__Stated exercise__. Will you give every entry again exactly as it stands?

__Data lines__.
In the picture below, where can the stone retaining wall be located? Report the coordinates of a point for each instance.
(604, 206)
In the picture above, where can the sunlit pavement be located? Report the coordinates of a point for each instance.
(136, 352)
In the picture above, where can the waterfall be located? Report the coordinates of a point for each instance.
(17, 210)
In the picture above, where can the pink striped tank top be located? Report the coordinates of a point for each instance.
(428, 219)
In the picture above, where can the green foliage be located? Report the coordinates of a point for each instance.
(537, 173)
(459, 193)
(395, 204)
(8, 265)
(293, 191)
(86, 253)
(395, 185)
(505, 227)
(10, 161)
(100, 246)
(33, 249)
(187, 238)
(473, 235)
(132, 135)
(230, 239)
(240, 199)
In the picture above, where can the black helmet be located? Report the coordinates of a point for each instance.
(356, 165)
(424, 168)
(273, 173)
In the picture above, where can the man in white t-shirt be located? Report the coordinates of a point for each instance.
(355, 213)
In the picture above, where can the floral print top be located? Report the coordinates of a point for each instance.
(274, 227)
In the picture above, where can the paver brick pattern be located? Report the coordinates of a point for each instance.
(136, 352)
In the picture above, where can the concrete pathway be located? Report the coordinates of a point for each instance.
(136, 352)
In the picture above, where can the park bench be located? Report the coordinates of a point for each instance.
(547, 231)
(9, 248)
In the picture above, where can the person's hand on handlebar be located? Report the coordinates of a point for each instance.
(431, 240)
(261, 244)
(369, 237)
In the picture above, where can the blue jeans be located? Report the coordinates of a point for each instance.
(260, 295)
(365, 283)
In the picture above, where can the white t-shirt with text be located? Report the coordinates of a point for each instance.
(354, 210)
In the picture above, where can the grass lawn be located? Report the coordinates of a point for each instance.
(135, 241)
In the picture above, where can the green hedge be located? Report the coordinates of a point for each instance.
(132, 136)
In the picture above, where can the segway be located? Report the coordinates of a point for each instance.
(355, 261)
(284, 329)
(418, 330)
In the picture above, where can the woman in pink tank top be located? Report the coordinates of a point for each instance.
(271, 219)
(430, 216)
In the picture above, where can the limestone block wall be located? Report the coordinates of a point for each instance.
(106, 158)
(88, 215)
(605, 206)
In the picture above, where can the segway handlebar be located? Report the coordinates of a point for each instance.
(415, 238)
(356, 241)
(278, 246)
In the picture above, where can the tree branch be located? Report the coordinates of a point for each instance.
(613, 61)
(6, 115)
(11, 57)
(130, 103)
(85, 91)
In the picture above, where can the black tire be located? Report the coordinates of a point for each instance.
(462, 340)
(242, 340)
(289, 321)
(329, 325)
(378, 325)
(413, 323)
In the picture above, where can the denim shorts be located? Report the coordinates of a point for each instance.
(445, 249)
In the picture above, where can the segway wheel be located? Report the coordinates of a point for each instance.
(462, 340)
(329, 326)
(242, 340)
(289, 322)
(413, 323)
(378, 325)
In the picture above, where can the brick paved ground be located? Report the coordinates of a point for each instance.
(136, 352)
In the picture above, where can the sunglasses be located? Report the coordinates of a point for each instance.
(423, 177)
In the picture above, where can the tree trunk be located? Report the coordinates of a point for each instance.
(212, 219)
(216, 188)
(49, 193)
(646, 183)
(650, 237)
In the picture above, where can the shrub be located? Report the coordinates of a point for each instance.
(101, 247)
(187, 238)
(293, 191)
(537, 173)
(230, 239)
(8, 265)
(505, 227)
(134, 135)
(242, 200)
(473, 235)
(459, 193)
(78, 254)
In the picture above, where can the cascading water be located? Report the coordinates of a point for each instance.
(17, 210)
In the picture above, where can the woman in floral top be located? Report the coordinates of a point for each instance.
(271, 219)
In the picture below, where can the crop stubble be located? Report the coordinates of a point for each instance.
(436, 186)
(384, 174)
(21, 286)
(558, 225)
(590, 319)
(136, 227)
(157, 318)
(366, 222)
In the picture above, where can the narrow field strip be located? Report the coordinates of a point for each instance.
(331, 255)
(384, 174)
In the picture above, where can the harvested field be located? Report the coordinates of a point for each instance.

__Written solution__.
In the picture below, where can the stone retaining wall be located? Report the coordinates of a point for each instance.
(604, 206)
In the picture above, where can the sunlit pavement be located? Report the coordinates of a point for each instance.
(136, 352)
In the picture above, where can the waterfall be located? Report the coordinates of a point for each instance.
(17, 210)
In the picture above, where can the pink striped tank top be located? Report the coordinates of a point for each instance.
(428, 219)
In the picture above, where can the green foliage be located? Report the coordinates of a point for each instance.
(537, 173)
(459, 193)
(395, 204)
(8, 265)
(293, 191)
(86, 253)
(395, 185)
(505, 227)
(10, 161)
(100, 246)
(33, 249)
(187, 238)
(473, 235)
(132, 135)
(230, 239)
(240, 199)
In the picture above, where can the black helmet be located? Report the coordinates of a point for each instance.
(356, 165)
(424, 168)
(273, 173)
In the picture above, where can the man in white t-shirt be located? Report the coordinates of a point for each instance.
(355, 213)
In the picture above, where can the floral print top be located? Report the coordinates of a point for each instance.
(274, 227)
In the picture above, where can the paver brick pattern be located? Report the coordinates of a point for each instance.
(136, 352)
In the picture above, where can the concrete pathway be located? Report the coordinates of a point for each instance.
(136, 352)
In the picture above, where can the park bench be located? Report the coordinates of a point for each instance.
(547, 231)
(9, 248)
In the picture above, where can the person's hand on handlebar be located? Report the coordinates of a point for each instance.
(431, 240)
(261, 244)
(369, 237)
In the picture above, where can the blue jeans be located? Report the coordinates of a point for each instance.
(260, 295)
(365, 283)
In the picture above, where can the white t-shirt with text be located? Report the coordinates of a point for each instance.
(354, 210)
In the picture above, where can the grass lawn be located? Report the coordinates of a point for each instance.
(135, 241)
In the picture above, where can the green hedge be located? Report the coordinates of a point for each instance.
(132, 136)
In the picture above, where can the segway be located? Report the coordinates of a point for each instance.
(355, 261)
(284, 329)
(418, 330)
In the picture above, where can the woman in pink tank top be located? Report the coordinates of a point for each instance.
(271, 219)
(430, 216)
In the picture above, where can the limestone block wall be located? Report the coordinates of a point for each instance.
(106, 158)
(88, 215)
(605, 206)
In the picture above, where can the segway handlebar be located? Report the coordinates of a point for each instance.
(415, 238)
(356, 241)
(278, 246)
In the picture above, where can the tree branch be located? Report the coordinates of a point for each instance.
(613, 61)
(6, 115)
(11, 57)
(130, 103)
(85, 91)
In the picture above, where can the black tire be located? Report the coordinates of a point for each instance.
(462, 340)
(242, 340)
(289, 321)
(329, 325)
(378, 325)
(413, 323)
In the picture above, where can the denim shorts be located? Report the coordinates of a point for each instance.
(445, 249)
In the picture above, where can the segway wheel be located? Report the coordinates of a point for each instance.
(462, 340)
(329, 326)
(242, 340)
(289, 322)
(413, 323)
(378, 325)
In the picture above, where can the brick paved ground be located? Report the coordinates of a point for each instance.
(136, 352)
In the picture above, where can the sunglasses be located? Report the coordinates of a point for each instance.
(423, 177)
In the picture above, where can the tree trunk be located? Report the coordinates of a point for each instance.
(212, 219)
(216, 188)
(49, 193)
(646, 183)
(650, 237)
In the picture above, where can the shrub be located? Report the coordinates of a point for each instance.
(101, 247)
(187, 238)
(293, 191)
(537, 173)
(230, 239)
(8, 265)
(505, 227)
(134, 135)
(242, 200)
(473, 235)
(459, 193)
(78, 254)
In the picture above, where can the cascading water be located? Report the coordinates of a point for each instance.
(17, 210)
In the picture above, where can the woman in floral top be located? Report the coordinates of a point for each instance.
(271, 219)
In the picture below, where can the crop stubble be located? Report the coordinates of a point for each instance.
(436, 186)
(384, 174)
(21, 286)
(558, 225)
(590, 319)
(136, 227)
(157, 318)
(366, 222)
In the picture above, where can the narrow field strip be located? Report the coordinates of a point for each instance.
(331, 255)
(384, 174)
In the picture above, where can the harvested field be located? Report the coordinates of a point for each instance.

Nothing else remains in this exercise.